• **課題内容**
日銀の金融政策決定会合についての文章を、最後の一文の後から引き継いで書き進めてください。

• **文書抜粋**
- - -
今回(3月)は、現在の正副総裁による最後の金融政策決定会合であるだけに、記者会見ではこの5年間の政策効果を振り返る質問も少なくなかった。その上で、もちろん今回は、先日の黒田総裁による国会での発言に注目が集まった直後であるだけに、日銀による金融政策の今後の「正常化」に関する質問も多かった。

「量的・質的金融緩和」の成果

黒田総裁は、記者の質問に答える形で、「量的・質的金融緩和」がわが国の景気を拡大させた実績に自信を示した。つまり、企業は歴史的高水準の収益を享受し、家計も完全雇用と緩やかな賃金上昇によって、その状況は顕著に好転した。この間、インフレ率は依然として低位に止まっているが、需給バランスの好転とインフレ期待の緩やかな好転によって、先行きに対する見方は大きく改善したと説明した。
- - -
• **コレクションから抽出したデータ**
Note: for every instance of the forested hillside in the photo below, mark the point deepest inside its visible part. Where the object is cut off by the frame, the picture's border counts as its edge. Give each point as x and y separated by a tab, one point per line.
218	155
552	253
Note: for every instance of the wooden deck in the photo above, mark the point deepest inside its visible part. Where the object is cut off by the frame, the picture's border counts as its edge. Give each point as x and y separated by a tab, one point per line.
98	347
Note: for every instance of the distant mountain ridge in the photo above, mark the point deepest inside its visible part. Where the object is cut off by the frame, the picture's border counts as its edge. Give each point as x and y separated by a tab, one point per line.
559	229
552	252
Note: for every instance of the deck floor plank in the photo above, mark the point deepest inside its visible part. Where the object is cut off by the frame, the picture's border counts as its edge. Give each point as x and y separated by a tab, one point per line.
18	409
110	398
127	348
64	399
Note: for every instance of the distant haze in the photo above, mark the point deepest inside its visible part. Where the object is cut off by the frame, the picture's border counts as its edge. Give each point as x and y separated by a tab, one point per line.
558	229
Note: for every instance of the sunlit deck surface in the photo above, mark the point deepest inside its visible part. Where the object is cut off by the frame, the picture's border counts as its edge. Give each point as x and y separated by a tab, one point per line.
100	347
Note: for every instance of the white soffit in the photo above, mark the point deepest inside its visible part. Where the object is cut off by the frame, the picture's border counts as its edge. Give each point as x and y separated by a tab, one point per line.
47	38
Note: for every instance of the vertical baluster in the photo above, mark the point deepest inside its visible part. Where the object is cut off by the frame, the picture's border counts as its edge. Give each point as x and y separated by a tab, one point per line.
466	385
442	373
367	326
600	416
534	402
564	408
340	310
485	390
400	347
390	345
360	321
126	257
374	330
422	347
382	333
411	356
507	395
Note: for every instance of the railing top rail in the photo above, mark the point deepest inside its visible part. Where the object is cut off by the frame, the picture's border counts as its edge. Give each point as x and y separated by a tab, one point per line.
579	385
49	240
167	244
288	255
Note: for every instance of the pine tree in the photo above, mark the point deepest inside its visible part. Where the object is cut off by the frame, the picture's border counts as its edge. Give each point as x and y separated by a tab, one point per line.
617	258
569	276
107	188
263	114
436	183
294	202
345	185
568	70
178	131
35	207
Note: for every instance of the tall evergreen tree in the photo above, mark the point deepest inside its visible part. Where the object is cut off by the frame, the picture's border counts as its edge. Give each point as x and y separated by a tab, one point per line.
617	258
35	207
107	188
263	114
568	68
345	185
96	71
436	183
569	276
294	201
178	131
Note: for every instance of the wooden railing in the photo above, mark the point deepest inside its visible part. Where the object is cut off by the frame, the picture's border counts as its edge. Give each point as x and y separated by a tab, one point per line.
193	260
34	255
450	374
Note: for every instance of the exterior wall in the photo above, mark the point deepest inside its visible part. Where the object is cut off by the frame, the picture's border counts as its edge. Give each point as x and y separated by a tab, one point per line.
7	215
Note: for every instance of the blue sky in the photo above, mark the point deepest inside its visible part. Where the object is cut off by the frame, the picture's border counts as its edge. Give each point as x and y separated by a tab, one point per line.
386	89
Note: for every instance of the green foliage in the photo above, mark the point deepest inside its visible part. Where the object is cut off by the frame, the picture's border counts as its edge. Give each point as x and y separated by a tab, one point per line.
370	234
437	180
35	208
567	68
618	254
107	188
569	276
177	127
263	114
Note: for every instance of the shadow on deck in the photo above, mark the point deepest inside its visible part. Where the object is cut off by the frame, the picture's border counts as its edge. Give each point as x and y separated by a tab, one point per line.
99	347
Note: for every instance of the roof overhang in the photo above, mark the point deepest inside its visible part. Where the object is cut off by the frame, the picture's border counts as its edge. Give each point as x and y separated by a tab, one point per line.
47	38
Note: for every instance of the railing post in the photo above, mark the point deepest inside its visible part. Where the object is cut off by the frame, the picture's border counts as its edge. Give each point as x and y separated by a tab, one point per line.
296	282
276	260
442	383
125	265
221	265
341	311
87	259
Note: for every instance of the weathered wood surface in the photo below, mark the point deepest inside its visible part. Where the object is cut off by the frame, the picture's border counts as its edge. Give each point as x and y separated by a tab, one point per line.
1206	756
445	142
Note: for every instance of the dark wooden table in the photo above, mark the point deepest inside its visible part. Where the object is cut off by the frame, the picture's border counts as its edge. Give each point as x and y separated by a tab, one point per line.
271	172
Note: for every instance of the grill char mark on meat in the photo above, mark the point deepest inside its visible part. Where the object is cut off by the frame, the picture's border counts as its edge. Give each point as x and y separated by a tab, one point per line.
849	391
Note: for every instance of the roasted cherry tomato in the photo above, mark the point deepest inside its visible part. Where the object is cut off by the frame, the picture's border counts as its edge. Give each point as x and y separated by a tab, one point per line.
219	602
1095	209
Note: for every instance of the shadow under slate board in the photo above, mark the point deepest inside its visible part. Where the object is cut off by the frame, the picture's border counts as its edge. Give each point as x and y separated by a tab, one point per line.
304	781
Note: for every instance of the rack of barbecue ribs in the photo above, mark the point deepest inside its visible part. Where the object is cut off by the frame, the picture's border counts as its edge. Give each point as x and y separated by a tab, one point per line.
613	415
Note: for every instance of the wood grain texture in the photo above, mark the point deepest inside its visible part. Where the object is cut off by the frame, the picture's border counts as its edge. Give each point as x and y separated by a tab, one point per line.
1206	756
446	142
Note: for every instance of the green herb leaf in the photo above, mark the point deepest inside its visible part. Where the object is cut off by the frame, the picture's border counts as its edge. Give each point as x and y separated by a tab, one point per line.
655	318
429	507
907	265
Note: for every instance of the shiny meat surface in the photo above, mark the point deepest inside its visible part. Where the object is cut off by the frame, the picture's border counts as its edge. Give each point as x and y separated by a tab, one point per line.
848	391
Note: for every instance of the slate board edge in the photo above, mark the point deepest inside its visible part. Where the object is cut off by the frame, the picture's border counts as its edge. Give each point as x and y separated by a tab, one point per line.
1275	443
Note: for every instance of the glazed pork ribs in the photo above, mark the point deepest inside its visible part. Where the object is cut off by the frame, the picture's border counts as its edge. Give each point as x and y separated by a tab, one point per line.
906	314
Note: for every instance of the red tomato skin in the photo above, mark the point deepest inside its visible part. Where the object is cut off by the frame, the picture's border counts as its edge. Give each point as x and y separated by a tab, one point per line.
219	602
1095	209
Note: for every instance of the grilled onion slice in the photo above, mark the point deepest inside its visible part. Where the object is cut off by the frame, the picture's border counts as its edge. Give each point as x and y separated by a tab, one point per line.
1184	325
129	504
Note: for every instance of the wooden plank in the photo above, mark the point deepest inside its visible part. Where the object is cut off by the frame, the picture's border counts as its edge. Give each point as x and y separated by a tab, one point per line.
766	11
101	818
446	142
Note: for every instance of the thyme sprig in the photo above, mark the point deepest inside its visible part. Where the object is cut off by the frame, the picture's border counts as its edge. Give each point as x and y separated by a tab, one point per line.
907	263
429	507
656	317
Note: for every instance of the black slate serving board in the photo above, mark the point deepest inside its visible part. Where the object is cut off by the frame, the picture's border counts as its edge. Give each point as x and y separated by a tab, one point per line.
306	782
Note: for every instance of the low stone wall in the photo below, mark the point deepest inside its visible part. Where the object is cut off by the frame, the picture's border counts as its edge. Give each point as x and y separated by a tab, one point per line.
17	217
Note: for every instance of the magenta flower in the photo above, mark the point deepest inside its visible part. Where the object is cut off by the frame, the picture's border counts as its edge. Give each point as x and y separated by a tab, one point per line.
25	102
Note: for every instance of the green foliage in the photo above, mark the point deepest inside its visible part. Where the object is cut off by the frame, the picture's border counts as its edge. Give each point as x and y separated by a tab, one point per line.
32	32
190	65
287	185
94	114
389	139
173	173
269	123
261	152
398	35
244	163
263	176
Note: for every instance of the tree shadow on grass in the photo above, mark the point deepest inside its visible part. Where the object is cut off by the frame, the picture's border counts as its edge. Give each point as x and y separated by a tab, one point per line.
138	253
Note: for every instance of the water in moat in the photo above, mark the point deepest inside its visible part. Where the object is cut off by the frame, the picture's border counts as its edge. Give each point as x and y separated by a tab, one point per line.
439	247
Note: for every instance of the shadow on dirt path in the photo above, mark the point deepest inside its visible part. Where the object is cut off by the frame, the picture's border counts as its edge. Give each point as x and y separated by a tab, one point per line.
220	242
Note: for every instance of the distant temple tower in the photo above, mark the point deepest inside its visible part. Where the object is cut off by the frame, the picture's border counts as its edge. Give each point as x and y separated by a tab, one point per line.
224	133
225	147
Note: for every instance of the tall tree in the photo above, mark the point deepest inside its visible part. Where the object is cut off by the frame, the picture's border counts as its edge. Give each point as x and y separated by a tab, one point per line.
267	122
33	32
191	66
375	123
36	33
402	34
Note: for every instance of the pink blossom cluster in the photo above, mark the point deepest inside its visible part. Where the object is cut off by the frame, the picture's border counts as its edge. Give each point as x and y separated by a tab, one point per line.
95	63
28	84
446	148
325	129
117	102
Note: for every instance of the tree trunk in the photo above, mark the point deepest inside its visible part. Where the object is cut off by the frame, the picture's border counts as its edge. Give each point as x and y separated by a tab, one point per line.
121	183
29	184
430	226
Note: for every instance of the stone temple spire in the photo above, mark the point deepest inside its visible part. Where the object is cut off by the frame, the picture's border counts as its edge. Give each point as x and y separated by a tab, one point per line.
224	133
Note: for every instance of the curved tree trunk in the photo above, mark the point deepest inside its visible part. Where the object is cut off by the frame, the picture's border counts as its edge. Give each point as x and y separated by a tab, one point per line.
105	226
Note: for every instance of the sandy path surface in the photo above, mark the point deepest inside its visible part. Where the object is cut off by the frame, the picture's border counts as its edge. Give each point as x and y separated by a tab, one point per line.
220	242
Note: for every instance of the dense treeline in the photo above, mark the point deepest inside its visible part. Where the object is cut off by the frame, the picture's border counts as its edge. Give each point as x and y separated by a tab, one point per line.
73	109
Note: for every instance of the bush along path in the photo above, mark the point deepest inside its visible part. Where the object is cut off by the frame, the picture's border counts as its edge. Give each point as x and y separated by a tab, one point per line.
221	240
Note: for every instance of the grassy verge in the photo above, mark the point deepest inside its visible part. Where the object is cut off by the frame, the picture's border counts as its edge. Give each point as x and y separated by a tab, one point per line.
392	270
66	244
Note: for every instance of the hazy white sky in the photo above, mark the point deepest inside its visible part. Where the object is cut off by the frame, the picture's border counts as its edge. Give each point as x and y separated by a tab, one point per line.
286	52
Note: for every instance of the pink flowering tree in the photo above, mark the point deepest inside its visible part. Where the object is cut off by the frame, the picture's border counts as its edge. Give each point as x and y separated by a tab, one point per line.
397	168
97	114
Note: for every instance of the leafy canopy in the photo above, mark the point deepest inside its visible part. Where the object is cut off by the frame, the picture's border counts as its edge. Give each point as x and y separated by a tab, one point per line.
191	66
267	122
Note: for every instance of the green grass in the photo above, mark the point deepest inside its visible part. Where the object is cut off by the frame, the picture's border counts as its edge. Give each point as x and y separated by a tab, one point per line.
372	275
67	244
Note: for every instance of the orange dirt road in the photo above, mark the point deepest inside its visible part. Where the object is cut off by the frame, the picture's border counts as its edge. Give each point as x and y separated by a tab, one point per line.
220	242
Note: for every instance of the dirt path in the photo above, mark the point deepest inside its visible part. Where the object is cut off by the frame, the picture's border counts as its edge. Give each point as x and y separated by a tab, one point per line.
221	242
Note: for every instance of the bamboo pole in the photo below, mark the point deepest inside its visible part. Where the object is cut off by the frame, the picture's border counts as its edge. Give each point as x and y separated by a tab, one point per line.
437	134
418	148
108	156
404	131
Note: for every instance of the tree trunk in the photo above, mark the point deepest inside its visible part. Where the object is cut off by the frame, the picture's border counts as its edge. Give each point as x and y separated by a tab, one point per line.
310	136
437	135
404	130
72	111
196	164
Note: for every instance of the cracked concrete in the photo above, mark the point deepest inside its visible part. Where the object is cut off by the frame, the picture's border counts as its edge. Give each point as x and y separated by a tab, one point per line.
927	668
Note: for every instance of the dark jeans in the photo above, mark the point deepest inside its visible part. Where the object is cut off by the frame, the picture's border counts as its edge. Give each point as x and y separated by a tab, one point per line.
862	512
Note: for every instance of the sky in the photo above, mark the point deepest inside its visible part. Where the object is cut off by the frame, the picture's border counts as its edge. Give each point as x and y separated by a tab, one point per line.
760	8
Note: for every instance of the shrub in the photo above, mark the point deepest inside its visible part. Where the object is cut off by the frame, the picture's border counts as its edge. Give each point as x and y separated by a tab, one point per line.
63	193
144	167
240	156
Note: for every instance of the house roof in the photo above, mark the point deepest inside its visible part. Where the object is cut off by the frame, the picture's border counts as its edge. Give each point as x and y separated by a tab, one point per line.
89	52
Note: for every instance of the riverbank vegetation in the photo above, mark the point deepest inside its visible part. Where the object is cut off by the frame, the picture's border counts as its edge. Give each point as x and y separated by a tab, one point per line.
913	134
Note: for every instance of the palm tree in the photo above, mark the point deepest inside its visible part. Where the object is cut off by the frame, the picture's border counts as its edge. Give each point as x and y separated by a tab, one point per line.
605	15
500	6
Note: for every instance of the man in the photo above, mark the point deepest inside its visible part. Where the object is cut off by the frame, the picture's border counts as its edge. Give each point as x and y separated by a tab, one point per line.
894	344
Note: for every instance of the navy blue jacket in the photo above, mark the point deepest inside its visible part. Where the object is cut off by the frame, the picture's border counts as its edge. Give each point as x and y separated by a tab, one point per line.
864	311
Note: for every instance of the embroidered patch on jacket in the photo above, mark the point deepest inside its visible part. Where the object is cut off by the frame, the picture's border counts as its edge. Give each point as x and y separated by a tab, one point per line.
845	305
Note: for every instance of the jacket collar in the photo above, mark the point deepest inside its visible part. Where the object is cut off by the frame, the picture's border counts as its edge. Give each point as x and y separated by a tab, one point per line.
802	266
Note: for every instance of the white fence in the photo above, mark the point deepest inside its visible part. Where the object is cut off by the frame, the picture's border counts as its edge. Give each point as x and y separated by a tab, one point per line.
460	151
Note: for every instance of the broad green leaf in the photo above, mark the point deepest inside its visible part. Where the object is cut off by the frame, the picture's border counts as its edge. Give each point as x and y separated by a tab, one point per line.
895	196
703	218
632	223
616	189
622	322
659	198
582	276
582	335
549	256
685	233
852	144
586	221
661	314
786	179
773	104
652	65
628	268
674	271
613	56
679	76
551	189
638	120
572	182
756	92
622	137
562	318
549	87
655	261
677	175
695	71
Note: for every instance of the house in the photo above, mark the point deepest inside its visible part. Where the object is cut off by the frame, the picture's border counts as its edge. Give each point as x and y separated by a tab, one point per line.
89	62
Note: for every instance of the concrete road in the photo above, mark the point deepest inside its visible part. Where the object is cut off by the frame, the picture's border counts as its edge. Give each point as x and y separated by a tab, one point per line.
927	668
- - -
• **解答**
「量的・質的金融緩和」をレビューする中で、黒田総裁は興味深いことにコミュニケーション政策を取り上げた。つまり、数週間前に開催された米欧中央銀行の首脳とのパネルディスカッションに言及し、金融政策に関するコミュニケーションは財政政策よりも難しいとの見方を示した。なぜなら、経済主体にとって、金融政策の効果は金融環境のように間接的な形で認識されるからである。

その一方で黒田総裁は、一部の記者が懸念を示した「財政ファイナンス」のリスクを強く否定した。つまり、財政ファイナンスとは、政府が中央銀行に資金調達を依存する状況である一方、日銀による現在の国債買入れはあくまでも金融政策の目的に沿って実施されているからである。

黒田総裁によるこうした説明は合理的である。もっとも、わが国における財政規律を考えると、中長期的には、記者だけでなく市場関係者の間でも財政面に関する懸念が払拭できていないように感ずる。

金融政策の「正常化」

金融政策の「正常化」については、今月初の黒田総裁による国会での発言が大きな注目を集めたことが記憶に新しい。ただし実際には、黒田総裁は2019年ごろには「正常化」を検討しているはずという趣旨の発言をしたとみられる。

だとすれば、日銀が2019年頃としているインフレ目標の達成に照らしても整合的であるはずだが、特に海外では2019年に「正常化」に踏み切ると解釈されたようだ。この点に関しては、「量的・質的金融緩和」の下で、日銀が金融政策の「正常化」に具体的に着手するには、実際のインフレ率が安定的にインフレ目標をクリアする必要がある点に注意する必要がある。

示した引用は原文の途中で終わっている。